__Input__
□ □ □
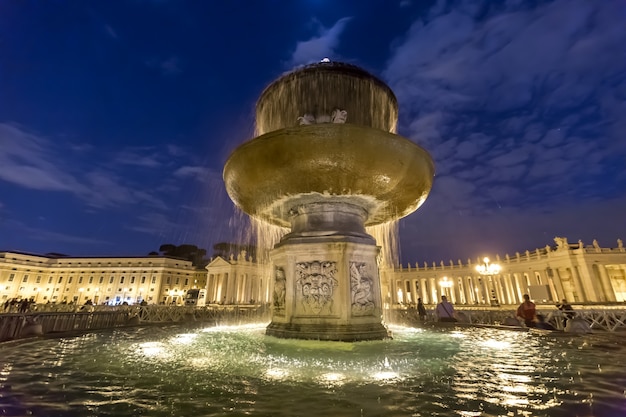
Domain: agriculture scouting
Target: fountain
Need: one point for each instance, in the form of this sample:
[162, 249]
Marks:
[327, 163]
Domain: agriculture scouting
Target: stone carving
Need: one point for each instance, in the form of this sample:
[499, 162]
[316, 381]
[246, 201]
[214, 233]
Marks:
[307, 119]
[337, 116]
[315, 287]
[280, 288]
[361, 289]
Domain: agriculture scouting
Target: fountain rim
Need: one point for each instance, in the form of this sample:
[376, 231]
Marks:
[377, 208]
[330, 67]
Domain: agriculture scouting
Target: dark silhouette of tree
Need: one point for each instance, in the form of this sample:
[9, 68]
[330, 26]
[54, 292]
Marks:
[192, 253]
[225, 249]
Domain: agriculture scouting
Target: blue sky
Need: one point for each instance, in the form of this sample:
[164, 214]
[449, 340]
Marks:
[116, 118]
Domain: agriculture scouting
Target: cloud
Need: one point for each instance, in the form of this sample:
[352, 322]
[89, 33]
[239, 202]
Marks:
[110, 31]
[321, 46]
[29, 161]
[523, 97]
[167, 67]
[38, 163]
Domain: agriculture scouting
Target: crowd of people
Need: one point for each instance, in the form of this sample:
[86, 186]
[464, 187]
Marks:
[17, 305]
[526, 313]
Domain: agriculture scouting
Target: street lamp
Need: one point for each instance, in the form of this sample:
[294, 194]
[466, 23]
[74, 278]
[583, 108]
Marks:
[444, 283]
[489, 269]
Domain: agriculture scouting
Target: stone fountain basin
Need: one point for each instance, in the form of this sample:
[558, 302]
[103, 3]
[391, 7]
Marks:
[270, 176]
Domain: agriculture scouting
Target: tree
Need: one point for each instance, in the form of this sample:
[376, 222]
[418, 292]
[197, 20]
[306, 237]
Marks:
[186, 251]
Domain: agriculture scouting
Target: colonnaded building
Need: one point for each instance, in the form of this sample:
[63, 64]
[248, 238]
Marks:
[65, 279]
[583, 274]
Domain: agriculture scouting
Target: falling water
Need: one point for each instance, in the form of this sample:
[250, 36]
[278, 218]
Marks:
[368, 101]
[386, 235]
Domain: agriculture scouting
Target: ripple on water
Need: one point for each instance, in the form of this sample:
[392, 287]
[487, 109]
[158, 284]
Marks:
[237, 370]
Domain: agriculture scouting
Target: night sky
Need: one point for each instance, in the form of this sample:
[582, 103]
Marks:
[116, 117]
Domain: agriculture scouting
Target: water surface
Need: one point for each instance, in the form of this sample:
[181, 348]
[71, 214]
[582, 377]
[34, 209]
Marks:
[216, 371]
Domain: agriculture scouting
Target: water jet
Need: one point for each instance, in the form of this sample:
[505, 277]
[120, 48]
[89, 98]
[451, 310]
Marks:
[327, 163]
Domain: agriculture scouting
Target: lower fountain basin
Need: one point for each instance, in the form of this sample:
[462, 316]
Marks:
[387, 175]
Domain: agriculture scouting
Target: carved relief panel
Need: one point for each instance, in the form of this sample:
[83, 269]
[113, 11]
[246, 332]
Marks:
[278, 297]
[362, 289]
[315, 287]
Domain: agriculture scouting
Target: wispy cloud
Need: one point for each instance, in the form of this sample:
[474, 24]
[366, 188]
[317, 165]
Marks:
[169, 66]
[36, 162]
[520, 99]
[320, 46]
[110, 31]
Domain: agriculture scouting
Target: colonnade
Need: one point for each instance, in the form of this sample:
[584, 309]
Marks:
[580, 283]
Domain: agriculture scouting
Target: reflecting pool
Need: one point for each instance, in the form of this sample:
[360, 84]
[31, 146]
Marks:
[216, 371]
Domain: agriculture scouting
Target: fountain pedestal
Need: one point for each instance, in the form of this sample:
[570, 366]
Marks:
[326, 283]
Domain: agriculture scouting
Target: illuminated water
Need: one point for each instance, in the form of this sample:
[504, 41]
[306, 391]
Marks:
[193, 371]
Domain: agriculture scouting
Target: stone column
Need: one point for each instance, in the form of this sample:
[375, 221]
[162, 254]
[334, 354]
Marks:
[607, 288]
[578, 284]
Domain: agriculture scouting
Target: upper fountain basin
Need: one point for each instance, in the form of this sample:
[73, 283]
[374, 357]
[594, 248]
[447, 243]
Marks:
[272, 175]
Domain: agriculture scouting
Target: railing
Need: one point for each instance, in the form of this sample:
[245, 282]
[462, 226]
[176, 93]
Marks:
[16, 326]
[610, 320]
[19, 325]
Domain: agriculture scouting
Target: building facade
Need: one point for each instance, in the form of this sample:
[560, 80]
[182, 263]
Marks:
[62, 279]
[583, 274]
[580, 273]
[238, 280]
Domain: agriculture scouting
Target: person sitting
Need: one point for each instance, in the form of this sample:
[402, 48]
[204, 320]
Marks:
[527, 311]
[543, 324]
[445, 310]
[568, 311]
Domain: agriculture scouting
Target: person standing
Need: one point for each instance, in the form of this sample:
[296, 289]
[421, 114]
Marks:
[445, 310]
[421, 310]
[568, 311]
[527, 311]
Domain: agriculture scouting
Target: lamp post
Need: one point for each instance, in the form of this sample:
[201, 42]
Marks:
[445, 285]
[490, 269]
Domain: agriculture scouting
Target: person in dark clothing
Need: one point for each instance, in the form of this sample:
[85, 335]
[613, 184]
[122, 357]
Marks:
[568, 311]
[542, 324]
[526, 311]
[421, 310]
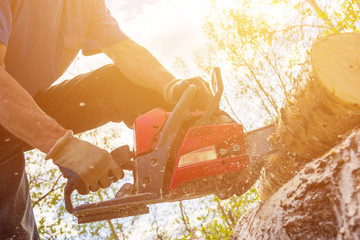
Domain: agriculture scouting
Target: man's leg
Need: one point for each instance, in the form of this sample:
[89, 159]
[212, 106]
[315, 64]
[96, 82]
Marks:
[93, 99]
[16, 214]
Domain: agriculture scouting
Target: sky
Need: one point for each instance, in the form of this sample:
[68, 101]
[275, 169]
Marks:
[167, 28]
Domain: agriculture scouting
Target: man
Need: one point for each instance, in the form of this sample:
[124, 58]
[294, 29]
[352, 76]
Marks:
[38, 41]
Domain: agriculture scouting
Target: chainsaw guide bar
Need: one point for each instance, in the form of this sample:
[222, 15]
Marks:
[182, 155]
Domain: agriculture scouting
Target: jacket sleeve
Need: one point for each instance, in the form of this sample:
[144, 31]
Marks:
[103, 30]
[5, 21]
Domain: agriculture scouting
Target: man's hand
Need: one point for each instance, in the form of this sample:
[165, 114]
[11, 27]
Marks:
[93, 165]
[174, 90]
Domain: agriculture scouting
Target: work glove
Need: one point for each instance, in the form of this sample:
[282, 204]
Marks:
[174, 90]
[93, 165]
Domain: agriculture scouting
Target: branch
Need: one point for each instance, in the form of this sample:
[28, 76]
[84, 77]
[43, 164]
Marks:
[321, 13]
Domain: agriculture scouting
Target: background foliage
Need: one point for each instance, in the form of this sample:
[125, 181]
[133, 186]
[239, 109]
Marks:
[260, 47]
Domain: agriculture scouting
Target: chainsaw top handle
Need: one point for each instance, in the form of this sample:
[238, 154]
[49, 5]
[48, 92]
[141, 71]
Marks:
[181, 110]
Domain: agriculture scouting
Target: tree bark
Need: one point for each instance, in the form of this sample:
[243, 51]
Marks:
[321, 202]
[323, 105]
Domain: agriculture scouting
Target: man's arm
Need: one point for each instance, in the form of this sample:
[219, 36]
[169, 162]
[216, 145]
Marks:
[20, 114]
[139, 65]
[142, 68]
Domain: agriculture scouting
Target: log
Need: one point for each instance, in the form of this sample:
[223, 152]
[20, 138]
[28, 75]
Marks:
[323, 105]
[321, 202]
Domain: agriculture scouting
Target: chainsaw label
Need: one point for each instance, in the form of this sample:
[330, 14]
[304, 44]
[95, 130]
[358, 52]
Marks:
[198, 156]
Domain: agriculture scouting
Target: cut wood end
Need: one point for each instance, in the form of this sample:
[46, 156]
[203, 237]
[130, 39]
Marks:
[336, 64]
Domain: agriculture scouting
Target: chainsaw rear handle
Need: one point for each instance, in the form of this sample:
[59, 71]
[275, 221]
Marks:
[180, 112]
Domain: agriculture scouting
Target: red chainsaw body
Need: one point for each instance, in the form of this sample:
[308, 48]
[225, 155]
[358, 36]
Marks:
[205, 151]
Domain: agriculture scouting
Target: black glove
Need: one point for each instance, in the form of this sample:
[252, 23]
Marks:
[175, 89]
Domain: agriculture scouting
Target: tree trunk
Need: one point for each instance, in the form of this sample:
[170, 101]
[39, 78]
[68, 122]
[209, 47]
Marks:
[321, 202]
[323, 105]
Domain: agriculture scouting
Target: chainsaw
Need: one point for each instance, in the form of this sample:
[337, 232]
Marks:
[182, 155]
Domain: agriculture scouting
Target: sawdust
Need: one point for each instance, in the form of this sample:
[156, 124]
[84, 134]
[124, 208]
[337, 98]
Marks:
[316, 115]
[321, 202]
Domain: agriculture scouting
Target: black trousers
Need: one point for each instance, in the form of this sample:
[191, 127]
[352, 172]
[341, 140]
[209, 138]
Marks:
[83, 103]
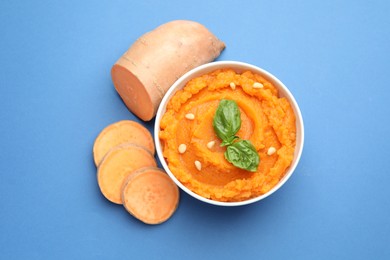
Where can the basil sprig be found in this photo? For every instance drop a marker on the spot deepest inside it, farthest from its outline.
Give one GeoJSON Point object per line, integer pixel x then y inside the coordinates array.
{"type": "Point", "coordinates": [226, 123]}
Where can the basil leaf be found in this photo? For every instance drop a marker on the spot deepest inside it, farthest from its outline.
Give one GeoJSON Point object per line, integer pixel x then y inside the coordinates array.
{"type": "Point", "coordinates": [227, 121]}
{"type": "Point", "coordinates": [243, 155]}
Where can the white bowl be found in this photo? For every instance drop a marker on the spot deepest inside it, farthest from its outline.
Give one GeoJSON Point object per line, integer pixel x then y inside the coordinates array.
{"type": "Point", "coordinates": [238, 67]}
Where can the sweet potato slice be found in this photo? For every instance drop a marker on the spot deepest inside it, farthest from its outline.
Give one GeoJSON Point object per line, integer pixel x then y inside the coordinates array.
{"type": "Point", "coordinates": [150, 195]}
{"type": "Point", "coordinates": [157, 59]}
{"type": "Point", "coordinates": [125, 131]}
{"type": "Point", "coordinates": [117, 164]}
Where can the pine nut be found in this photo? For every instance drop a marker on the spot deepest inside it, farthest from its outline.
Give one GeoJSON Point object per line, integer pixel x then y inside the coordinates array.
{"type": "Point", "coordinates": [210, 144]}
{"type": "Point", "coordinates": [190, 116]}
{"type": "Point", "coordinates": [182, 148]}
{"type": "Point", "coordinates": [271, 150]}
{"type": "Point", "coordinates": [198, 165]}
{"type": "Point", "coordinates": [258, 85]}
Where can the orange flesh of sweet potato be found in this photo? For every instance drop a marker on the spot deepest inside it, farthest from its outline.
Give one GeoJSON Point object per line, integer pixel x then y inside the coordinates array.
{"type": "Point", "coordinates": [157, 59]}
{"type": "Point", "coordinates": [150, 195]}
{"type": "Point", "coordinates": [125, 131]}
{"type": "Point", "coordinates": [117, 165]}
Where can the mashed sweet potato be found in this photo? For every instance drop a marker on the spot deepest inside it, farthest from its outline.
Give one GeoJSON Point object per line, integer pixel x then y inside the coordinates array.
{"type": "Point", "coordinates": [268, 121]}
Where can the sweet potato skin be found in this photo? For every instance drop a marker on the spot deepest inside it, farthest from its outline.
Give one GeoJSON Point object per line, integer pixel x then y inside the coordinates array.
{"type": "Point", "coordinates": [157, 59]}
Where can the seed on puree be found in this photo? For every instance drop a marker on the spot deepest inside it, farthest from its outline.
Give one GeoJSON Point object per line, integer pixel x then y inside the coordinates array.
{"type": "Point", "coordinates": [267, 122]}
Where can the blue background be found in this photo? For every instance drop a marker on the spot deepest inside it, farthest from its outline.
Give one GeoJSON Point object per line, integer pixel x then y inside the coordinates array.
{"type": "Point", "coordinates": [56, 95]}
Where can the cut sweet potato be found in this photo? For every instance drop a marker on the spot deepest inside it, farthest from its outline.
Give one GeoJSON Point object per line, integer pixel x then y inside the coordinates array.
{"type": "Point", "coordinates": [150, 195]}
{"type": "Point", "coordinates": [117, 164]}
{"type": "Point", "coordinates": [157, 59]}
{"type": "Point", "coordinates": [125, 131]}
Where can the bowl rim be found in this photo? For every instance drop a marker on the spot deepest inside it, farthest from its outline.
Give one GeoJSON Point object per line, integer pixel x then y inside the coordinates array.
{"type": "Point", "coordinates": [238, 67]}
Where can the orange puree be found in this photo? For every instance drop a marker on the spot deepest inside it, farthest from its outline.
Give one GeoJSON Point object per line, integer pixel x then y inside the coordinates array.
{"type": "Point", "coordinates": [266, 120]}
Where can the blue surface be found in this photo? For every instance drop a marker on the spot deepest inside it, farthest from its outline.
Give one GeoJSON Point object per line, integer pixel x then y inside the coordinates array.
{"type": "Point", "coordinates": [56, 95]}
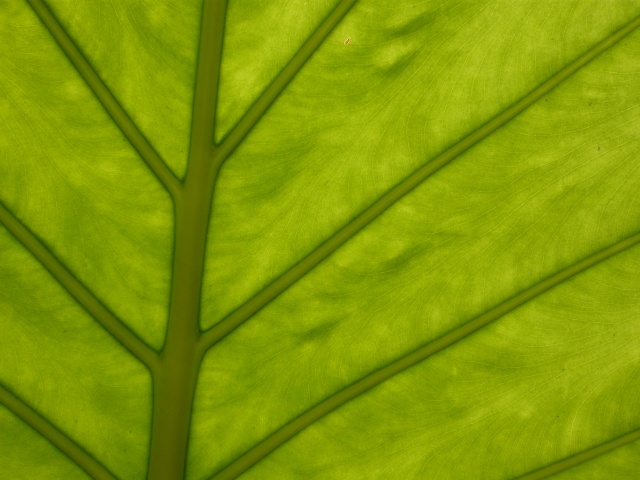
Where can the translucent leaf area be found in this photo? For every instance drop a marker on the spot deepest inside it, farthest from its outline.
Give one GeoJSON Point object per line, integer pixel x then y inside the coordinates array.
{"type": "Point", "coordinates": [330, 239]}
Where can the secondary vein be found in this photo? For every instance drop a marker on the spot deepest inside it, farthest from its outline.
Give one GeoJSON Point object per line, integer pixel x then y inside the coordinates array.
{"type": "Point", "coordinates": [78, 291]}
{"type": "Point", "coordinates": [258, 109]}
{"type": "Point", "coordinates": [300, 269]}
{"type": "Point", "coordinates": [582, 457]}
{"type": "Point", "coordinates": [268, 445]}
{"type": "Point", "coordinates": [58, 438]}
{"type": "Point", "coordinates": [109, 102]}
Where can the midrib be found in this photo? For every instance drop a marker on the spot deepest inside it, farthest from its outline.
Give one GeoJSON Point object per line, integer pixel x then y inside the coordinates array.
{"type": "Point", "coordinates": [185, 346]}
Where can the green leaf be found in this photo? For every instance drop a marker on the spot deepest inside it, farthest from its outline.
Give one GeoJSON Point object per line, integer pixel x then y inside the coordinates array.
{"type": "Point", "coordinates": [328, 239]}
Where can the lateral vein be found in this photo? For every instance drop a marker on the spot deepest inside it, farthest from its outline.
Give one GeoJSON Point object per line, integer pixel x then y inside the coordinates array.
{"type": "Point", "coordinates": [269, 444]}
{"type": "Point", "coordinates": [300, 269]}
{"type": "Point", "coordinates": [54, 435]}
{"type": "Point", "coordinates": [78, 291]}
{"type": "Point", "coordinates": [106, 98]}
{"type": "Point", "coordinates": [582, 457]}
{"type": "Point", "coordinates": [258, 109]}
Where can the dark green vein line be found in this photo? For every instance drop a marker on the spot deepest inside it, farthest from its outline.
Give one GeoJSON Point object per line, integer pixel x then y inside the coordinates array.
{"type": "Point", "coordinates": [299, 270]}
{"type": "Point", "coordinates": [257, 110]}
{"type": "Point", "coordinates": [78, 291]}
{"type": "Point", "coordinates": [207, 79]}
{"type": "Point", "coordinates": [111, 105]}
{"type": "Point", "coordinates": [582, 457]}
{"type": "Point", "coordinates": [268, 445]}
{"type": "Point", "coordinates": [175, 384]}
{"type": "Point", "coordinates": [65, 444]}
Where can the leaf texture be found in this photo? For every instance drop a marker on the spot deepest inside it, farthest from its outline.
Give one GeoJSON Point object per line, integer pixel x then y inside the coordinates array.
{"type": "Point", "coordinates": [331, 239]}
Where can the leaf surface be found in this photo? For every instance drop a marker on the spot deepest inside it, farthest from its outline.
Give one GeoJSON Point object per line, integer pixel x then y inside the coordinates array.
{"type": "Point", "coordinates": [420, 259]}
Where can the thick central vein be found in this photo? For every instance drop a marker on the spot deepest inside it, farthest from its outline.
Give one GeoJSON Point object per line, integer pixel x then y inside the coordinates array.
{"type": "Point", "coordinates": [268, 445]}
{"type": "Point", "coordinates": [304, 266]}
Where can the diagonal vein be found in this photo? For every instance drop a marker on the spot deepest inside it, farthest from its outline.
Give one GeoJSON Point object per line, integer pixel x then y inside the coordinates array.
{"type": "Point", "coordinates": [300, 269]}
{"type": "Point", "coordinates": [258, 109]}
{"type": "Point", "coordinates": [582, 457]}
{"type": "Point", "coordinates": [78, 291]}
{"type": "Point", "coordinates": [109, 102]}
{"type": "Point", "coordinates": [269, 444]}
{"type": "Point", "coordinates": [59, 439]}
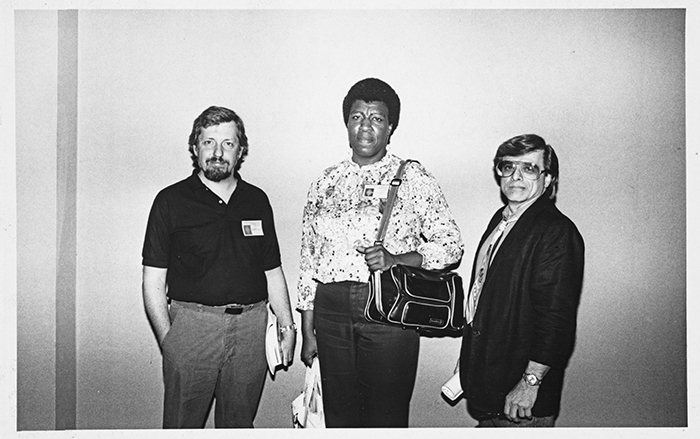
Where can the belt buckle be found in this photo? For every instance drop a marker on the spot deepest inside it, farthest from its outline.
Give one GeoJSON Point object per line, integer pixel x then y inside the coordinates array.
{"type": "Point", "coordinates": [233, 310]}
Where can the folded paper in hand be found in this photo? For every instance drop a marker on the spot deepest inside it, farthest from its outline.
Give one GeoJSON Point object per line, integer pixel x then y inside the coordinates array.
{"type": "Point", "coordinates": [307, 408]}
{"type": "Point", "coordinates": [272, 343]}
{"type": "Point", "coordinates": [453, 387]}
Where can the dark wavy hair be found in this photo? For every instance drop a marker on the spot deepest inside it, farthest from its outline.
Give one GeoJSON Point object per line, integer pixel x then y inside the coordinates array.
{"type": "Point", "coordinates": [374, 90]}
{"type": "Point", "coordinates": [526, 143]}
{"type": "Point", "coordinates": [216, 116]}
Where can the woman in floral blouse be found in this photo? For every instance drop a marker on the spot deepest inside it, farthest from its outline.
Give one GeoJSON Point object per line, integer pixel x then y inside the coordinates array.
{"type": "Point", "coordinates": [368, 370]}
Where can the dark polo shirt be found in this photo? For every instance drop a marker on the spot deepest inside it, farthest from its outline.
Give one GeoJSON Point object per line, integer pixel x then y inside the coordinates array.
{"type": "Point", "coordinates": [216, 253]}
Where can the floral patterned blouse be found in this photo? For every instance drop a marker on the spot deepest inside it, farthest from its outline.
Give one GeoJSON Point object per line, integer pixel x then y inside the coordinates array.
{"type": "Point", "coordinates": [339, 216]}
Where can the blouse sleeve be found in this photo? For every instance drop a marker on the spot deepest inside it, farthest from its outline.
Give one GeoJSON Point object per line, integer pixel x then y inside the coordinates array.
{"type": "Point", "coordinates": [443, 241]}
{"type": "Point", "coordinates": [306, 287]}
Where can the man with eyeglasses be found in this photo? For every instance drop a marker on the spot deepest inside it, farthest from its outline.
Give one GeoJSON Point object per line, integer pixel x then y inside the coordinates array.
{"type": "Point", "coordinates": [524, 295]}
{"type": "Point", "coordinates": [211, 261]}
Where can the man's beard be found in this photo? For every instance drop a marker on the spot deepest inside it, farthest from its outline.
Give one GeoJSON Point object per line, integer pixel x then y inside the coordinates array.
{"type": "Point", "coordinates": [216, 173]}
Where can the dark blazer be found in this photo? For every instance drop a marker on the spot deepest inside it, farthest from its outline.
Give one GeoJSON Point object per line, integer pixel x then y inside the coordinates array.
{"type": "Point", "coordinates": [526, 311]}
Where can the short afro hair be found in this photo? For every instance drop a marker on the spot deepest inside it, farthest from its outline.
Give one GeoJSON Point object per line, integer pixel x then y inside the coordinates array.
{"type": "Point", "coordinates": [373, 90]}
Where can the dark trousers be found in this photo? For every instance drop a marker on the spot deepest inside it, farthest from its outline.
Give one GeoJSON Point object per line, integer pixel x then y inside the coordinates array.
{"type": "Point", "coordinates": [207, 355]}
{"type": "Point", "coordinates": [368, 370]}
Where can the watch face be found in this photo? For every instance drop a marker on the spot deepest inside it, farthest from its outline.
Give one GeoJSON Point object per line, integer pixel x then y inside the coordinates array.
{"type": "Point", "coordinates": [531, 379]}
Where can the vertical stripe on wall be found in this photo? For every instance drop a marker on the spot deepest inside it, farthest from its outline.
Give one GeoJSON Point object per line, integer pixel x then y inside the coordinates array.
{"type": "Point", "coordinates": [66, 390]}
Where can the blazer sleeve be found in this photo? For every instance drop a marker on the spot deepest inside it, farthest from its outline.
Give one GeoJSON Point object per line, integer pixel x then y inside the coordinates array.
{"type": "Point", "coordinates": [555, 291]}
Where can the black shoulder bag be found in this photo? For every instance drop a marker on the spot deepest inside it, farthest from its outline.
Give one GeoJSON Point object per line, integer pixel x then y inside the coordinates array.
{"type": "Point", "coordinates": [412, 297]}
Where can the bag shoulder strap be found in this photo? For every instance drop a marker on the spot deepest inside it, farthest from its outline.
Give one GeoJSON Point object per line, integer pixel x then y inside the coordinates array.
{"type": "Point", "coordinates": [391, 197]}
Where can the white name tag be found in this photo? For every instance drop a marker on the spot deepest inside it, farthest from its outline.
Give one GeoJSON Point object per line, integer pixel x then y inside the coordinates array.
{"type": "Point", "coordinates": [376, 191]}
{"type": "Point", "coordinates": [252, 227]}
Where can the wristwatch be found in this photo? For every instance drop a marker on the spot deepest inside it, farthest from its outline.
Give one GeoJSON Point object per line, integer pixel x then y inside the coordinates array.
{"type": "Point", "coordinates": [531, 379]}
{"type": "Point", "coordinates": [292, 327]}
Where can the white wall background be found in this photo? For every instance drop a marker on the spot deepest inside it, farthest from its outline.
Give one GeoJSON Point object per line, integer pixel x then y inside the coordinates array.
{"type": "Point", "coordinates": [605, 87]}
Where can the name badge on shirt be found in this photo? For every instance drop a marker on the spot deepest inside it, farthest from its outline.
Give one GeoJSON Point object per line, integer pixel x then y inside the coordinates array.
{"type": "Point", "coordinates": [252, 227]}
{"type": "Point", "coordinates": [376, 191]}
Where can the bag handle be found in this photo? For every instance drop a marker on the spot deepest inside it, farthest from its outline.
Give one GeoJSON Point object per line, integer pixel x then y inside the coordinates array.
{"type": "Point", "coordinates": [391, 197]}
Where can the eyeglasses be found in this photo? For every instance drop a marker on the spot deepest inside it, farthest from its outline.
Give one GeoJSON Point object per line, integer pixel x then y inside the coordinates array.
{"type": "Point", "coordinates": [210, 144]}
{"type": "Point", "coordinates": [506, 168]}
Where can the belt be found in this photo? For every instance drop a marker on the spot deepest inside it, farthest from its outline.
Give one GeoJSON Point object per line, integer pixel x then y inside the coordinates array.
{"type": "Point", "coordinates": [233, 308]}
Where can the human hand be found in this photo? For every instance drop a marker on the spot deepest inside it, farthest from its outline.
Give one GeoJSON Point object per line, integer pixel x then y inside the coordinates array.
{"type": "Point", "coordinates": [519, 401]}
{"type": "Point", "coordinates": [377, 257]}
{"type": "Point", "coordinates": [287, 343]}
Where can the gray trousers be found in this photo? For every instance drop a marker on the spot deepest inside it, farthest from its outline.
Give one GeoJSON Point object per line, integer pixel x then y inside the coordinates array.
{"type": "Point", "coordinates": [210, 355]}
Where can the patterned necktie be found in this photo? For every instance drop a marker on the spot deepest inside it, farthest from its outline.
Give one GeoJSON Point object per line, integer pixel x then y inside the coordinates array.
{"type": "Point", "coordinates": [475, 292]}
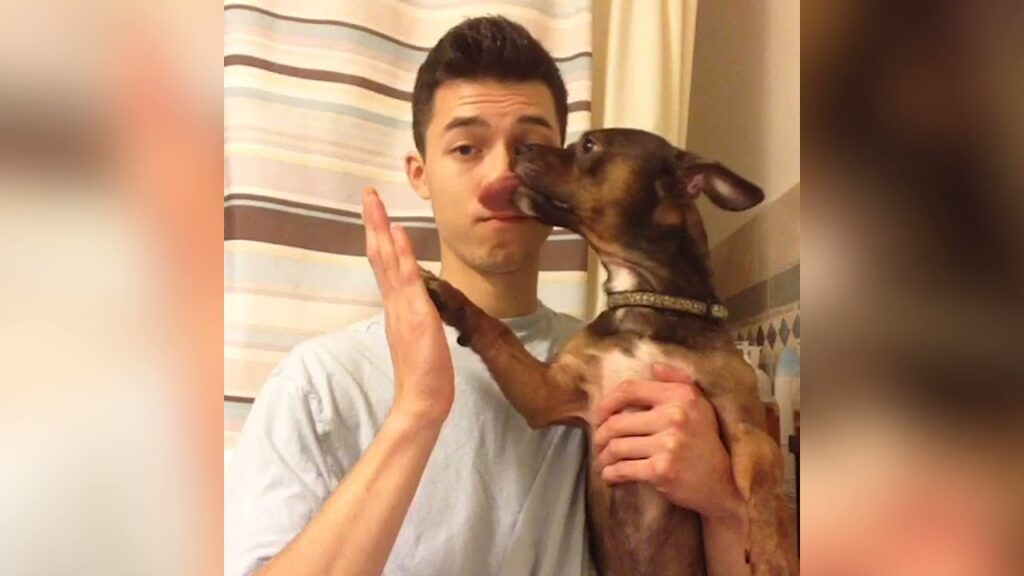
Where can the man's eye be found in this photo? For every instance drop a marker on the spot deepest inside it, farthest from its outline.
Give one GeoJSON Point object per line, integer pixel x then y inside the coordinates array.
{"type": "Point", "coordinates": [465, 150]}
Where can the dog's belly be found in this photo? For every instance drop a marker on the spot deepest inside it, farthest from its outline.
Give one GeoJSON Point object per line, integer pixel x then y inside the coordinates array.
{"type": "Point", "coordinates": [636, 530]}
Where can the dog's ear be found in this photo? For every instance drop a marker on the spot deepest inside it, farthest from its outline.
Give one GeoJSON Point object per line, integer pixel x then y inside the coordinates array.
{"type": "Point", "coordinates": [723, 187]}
□ □ □
Begin with the line above that has "Target: cut wood end" and continue through the line that has "Target: tree trunk", setting each one down exactly. Stop there.

Target: cut wood end
Need: one point for each instance, in the form of this sample:
[46, 156]
[203, 237]
[130, 39]
Marks:
[336, 64]
Domain: agriculture scouting
Target: chainsaw rear handle
Need: one point for each instance, in the form of this sample:
[59, 71]
[275, 221]
Marks:
[180, 112]
Domain: agriculture scouting
Target: red chainsaw body
Need: one point for each instance, in the form of this sample:
[308, 48]
[225, 155]
[358, 36]
Marks:
[205, 151]
Domain: agriculture scouting
Target: black glove
Need: one point for each instance, in the form of this sample:
[252, 23]
Marks:
[175, 89]
Domain: agriculture scouting
Target: tree trunk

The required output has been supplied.